• **PROBLEM REQUIREMENTS**:
Render every line below as a Markdown table with the columns Row and Line, numbering each row and leaving out any blank lines.

• **DATA PROVIDED**:
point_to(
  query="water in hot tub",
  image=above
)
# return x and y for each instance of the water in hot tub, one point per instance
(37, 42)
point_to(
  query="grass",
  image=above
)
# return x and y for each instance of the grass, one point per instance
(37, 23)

• **FINAL RESULT**:
| Row | Line |
|---|---|
| 1 | point_to( |
| 2 |   query="water in hot tub", |
| 3 |   image=above |
| 4 | ) |
| 5 | # return x and y for each instance of the water in hot tub, one point per instance |
| 6 | (37, 42) |
| 7 | point_to( |
| 8 |   query="grass", |
| 9 |   image=above |
| 10 | ) |
| 11 | # return x and y for each instance of the grass, one point per instance |
| 12 | (37, 23) |